__Given passage__.
************

Music

The Time Jumpers Reveal ‘Kid Sister’ Album Art and Tracklisting!

NASHVILLE – July 12, 2016 – Comin’ at you September 9 straight outta Nashville:  The Time Jumpers’ radiant third album, Kid Sister, on Rounder Records.  This treasury of 14 tunes—new and classic—is both a sweet tribute to the band’s late “girl singer,” Dawn Sears (the “Kid Sister” of the title), and a sparkling celebration of western swing and traditional country music.

For the uninitiated and yet-to-be dazzled, The Time Jumpers is a 10-piece band made up of superpickers who normally work recording sessions and/or tour with major artists.  On Monday evenings, their usual night off, they convene at the 3rd & Lindsley nightclub in Nashville for shows that routinely pack the house and attract big name artists, many of whom join them on stage.

The band members are Vince Gill, vocals and guitars; Kenny Sears, fiddle and vocals (and Dawn Sears’ husband); Joe Spivey and Larry Franklin, fiddles and vocals; Paul Franklin, steel guitar; “Ranger Doug” Green, guitars and vocals and founding member of the Grand Ole Opry’s Riders In The Sky; Billy Thomas, drums and vocals; Jeff Taylor, accordion, piano and vocals; Andy Reiss, guitars; and Brad Albin, bass.

Gill produced Kid Sister with the entire band creating the arrangements.

Kid Sister track listing:
TJ_kidsister_CDcoverPICK
1. “My San Antonio Rose” (Freddy Powers)
2. “I Miss You” (Vince Gill, Ashley Monroe)
3. “We’re The Time Jumpers” (Vince Gill)
4. “Table For Two” (Vince Gill, Max D. Barnes)
5. “Empty Rooms” (Doug Green)
6. “All Aboard” (Paul Franklin)
7. “Blue Highway Blue” (Debi Smith Cochran, Billy Thomas)
8. “I Hear You Talkin’” (Cindy Walker)
9. “The True Love Meant For Me” (Vince Gill)

************

__Written request 1__. From the track listing in the Kid Sister announcement, list every song that Vince Gill wrote or co-wrote.
__Written request 2__.
Answer these questions using the Kid Sister announcement:
(a) On what date is the album set to come out?
(b) Where does the band play on Monday evenings?
(c) What instrument does Paul Franklin play?
The entries after this announcement aren't needed for anything here.

__Items__.
************

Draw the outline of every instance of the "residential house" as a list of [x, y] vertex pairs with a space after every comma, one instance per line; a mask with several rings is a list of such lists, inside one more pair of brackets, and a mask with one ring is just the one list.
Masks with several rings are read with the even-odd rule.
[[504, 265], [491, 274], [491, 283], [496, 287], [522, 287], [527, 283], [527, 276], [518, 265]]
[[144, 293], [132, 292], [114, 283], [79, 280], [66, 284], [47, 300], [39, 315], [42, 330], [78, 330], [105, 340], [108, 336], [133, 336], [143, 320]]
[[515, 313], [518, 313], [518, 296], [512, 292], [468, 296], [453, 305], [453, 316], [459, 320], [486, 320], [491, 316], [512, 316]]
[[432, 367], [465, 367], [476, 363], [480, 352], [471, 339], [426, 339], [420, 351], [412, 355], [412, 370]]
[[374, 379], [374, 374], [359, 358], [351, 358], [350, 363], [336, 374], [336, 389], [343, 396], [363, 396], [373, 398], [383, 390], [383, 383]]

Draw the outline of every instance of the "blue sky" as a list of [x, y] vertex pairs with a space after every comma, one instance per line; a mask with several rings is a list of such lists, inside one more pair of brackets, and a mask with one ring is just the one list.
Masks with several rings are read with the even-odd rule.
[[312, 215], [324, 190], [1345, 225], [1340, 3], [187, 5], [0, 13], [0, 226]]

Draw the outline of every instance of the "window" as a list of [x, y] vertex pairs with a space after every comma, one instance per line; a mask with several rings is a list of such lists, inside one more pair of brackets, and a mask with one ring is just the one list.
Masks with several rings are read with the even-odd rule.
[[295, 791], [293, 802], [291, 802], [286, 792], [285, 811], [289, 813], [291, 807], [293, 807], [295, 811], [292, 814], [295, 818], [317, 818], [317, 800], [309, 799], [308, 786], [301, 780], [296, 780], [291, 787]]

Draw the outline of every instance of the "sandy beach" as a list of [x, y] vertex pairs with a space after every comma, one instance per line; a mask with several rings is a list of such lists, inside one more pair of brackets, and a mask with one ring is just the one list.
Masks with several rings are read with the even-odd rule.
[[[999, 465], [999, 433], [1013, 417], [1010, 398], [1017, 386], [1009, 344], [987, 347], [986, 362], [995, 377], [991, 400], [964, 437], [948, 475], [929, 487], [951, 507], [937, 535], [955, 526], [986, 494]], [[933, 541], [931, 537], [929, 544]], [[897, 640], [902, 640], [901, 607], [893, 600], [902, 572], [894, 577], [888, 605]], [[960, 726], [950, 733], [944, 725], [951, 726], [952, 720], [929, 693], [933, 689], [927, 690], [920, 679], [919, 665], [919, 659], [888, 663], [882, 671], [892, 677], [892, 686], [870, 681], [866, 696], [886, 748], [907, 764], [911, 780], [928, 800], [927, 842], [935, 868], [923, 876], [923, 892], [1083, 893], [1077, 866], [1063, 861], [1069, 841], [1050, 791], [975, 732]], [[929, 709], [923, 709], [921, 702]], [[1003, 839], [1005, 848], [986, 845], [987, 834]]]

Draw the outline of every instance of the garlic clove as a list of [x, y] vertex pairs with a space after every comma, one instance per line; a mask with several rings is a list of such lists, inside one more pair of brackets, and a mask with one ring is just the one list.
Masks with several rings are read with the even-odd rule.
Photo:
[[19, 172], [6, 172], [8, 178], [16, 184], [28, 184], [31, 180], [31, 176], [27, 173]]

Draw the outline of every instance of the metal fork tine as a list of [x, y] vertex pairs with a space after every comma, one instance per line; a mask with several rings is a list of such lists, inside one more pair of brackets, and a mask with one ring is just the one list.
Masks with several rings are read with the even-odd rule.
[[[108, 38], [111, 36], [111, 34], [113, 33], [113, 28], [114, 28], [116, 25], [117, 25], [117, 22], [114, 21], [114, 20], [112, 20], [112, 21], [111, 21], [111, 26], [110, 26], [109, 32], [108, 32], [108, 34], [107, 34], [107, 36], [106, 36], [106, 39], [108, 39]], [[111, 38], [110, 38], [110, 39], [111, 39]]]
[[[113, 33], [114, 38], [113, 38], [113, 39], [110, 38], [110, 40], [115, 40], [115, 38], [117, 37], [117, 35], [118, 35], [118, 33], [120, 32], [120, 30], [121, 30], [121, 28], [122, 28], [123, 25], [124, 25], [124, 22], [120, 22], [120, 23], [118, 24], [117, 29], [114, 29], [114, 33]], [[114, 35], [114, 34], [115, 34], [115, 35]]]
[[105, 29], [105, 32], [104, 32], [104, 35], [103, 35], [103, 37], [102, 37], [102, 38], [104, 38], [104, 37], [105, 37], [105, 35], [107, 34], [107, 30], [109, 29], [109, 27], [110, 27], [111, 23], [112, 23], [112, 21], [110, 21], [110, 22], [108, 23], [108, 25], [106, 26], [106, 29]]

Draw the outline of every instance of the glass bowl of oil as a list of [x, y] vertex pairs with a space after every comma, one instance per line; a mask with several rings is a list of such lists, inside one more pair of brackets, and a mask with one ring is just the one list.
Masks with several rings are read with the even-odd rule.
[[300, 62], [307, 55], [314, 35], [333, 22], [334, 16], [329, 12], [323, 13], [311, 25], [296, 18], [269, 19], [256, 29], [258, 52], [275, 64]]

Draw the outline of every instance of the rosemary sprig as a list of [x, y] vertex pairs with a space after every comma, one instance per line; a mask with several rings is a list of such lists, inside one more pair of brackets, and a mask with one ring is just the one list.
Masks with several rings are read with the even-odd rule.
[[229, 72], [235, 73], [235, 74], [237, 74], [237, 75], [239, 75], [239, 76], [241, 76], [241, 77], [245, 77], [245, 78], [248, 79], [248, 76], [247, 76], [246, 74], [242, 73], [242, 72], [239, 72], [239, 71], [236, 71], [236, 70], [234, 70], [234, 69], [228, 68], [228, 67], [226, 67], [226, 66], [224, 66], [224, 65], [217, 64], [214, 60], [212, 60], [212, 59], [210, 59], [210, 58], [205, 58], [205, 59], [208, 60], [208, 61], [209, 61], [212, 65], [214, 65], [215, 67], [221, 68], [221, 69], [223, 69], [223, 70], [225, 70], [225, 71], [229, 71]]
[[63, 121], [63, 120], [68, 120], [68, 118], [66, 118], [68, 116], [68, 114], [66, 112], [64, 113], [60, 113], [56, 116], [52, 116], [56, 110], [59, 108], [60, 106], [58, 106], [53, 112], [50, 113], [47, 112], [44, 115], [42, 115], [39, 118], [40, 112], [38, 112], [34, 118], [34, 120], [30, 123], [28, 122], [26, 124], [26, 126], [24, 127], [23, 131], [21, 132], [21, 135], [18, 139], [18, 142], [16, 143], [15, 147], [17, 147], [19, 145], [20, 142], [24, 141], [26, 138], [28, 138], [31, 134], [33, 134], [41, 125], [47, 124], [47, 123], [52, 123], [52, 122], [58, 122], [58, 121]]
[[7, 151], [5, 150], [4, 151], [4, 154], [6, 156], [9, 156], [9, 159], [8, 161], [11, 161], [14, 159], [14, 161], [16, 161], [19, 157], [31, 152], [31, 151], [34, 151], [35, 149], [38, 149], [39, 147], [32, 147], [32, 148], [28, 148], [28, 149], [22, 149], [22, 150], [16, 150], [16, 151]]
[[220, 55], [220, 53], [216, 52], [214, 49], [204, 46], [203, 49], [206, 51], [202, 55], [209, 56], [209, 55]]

************

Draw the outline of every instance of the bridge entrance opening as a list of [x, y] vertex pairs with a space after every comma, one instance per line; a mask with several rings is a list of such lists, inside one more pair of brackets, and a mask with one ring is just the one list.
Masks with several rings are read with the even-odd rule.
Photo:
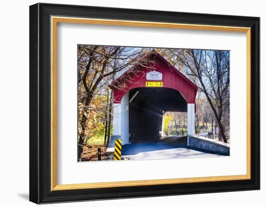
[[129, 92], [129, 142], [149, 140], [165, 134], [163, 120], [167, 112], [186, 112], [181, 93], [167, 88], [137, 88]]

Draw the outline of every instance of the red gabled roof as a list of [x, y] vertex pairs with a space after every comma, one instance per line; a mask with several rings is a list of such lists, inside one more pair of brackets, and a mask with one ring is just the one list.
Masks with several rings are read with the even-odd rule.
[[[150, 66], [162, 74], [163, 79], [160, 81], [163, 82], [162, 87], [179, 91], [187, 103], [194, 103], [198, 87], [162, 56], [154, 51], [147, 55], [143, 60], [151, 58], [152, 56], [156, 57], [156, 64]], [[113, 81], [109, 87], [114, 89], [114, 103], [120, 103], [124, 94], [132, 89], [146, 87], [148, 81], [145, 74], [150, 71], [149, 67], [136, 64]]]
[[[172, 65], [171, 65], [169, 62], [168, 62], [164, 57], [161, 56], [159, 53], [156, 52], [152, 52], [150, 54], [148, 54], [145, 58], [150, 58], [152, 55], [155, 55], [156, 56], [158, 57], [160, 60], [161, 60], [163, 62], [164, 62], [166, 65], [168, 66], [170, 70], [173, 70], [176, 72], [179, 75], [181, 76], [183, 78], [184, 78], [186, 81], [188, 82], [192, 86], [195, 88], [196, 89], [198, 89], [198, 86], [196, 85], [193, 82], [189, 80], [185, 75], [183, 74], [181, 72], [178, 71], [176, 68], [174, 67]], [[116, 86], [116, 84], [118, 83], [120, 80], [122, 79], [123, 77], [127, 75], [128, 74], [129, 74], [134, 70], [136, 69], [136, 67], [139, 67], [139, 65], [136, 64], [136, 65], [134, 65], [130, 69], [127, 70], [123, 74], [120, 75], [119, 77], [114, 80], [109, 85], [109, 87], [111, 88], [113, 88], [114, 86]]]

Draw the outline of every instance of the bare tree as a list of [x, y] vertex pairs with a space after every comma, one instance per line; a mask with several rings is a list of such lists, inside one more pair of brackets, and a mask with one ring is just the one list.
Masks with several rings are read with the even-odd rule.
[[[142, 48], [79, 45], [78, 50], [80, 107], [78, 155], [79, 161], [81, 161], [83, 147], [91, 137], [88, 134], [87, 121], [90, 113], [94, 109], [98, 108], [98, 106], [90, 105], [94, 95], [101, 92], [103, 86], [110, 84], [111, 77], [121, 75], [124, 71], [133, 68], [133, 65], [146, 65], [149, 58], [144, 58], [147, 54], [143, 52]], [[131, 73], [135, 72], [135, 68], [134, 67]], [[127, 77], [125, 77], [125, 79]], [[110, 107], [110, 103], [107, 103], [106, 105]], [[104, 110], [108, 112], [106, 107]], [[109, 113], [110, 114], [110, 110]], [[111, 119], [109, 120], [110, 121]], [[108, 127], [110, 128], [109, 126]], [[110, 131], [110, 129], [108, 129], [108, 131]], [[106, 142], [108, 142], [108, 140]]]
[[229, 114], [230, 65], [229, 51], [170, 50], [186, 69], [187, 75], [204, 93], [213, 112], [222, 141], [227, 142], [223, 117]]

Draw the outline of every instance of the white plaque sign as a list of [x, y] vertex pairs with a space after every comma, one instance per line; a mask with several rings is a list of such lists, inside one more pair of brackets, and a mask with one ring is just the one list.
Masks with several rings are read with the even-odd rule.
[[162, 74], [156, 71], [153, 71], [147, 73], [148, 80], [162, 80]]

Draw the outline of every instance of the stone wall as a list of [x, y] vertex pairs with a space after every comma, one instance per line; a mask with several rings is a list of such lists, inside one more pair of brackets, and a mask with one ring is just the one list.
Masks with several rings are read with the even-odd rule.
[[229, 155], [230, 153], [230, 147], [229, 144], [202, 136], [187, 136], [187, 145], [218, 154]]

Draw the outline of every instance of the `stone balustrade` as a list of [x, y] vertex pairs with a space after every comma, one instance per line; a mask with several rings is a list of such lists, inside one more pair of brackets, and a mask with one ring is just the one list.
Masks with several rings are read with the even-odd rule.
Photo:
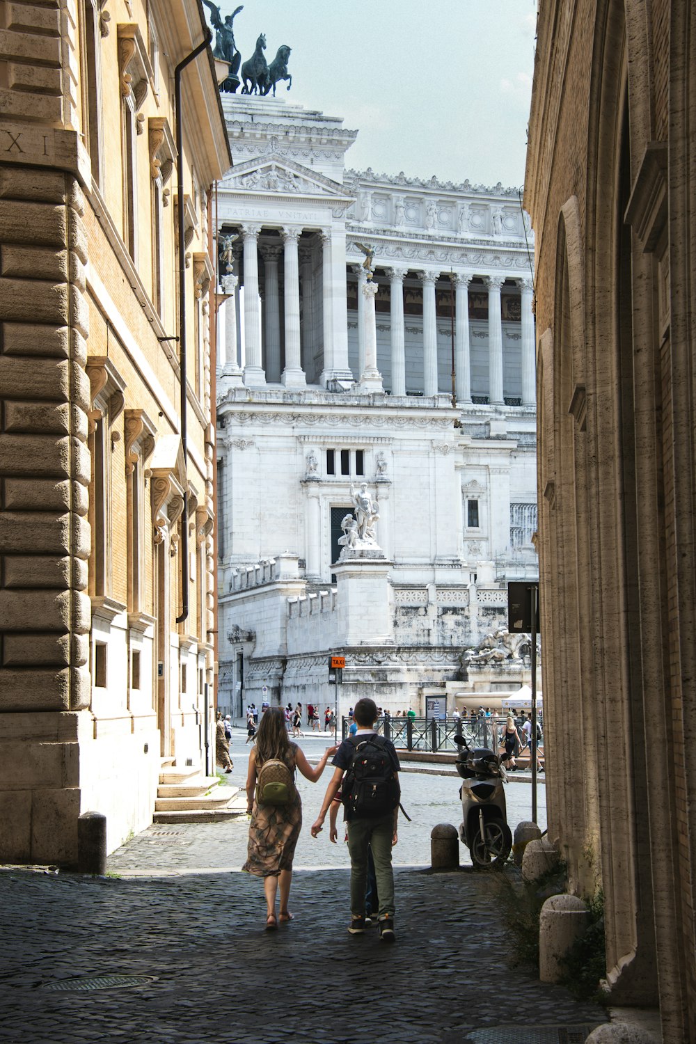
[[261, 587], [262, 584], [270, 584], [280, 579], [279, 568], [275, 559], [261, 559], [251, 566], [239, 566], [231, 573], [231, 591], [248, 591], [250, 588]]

************

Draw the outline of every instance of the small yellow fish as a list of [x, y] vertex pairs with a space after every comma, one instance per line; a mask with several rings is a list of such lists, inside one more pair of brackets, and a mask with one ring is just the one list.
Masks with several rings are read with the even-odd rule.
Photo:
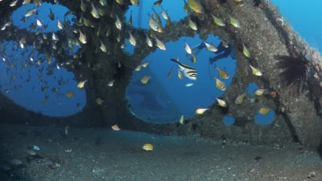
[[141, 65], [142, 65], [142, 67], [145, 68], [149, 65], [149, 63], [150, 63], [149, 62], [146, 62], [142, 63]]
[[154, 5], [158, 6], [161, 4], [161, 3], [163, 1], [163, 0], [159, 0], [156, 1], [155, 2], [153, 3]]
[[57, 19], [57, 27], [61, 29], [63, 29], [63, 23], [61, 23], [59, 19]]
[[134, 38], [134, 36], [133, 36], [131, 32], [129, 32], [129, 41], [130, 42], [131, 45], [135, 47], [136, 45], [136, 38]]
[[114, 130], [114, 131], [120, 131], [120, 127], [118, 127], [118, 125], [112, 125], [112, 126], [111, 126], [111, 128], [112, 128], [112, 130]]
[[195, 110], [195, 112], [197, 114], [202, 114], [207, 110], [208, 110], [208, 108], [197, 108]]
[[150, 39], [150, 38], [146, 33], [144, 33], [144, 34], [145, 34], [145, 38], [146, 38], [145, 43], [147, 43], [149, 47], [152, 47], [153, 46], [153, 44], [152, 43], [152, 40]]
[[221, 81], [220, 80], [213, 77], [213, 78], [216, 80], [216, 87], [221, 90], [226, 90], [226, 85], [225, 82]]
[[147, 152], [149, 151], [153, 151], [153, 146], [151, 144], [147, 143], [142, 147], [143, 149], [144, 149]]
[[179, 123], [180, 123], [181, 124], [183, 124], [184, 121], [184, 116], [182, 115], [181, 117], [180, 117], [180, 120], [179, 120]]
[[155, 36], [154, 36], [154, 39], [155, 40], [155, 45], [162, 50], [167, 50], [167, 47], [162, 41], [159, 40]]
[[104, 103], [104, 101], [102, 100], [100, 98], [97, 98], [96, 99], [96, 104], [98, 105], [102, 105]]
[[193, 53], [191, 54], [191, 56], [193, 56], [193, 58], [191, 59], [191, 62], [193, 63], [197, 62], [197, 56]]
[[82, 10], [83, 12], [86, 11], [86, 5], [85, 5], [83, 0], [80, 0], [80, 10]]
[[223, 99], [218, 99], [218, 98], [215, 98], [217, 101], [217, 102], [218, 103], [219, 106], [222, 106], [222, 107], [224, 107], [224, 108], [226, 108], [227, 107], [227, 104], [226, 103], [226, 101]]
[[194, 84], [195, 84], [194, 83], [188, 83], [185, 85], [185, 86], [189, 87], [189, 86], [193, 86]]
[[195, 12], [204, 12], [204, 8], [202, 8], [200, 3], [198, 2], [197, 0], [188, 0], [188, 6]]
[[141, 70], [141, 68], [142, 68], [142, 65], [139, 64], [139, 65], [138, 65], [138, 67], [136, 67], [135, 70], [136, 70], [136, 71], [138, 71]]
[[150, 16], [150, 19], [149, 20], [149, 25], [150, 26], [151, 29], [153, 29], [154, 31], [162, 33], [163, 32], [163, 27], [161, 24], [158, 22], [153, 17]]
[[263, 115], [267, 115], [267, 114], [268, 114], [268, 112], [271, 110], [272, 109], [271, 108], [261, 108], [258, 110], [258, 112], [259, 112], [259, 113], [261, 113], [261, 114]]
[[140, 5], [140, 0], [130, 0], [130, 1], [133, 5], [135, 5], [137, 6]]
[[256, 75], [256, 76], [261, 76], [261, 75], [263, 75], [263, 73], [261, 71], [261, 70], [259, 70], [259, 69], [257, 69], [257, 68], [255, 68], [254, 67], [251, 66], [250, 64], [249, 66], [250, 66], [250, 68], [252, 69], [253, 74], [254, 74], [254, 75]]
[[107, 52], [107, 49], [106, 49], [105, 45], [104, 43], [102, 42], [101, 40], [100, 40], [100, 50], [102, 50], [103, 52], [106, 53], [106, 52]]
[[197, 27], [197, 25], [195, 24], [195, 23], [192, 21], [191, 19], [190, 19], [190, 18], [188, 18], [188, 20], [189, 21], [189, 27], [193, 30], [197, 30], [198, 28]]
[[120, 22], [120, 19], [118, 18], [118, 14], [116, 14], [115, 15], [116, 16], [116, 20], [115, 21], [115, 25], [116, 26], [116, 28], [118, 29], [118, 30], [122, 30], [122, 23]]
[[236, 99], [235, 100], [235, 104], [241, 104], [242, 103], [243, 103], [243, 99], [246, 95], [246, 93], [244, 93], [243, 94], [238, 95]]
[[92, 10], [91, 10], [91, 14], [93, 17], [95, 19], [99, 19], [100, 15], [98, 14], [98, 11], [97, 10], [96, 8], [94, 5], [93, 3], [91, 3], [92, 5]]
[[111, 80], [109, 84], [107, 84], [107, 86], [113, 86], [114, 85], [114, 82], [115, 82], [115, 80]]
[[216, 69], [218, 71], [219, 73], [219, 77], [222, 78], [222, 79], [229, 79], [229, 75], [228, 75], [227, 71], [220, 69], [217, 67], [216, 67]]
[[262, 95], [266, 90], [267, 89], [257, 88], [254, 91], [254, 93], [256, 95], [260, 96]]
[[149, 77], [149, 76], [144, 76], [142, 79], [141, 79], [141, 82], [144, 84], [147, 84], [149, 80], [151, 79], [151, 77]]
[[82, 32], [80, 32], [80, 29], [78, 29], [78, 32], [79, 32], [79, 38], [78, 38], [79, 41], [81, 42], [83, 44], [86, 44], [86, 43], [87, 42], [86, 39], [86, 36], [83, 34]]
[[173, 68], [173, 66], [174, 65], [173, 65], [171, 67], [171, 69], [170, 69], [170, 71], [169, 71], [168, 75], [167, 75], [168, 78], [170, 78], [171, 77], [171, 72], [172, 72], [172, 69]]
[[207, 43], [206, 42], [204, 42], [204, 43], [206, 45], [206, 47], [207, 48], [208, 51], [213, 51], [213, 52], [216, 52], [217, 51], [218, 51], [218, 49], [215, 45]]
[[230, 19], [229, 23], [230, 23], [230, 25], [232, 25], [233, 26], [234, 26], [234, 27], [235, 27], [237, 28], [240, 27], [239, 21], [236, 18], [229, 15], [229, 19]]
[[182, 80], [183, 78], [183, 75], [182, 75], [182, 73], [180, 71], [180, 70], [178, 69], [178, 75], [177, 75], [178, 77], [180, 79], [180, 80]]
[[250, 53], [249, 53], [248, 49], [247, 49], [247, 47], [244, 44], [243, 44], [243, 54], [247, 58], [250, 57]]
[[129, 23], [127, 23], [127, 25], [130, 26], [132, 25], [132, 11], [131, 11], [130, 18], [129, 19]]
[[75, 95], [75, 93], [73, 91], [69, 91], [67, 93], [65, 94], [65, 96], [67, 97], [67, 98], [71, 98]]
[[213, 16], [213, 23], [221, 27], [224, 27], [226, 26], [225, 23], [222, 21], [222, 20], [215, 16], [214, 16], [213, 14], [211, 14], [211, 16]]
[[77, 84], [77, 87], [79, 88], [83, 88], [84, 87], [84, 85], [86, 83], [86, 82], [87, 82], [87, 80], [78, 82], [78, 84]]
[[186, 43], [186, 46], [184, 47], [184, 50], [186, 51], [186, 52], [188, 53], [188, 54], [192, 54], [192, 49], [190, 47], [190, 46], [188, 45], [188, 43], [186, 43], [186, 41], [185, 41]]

************

__Solution 1__.
"I Miss You"
"We're The Time Jumpers"
"Table For Two"
"The True Love Meant For Me"

__Solution 2__.
(a) September 9
(b) At the 3rd & Lindsley nightclub in Nashville
(c) Steel guitar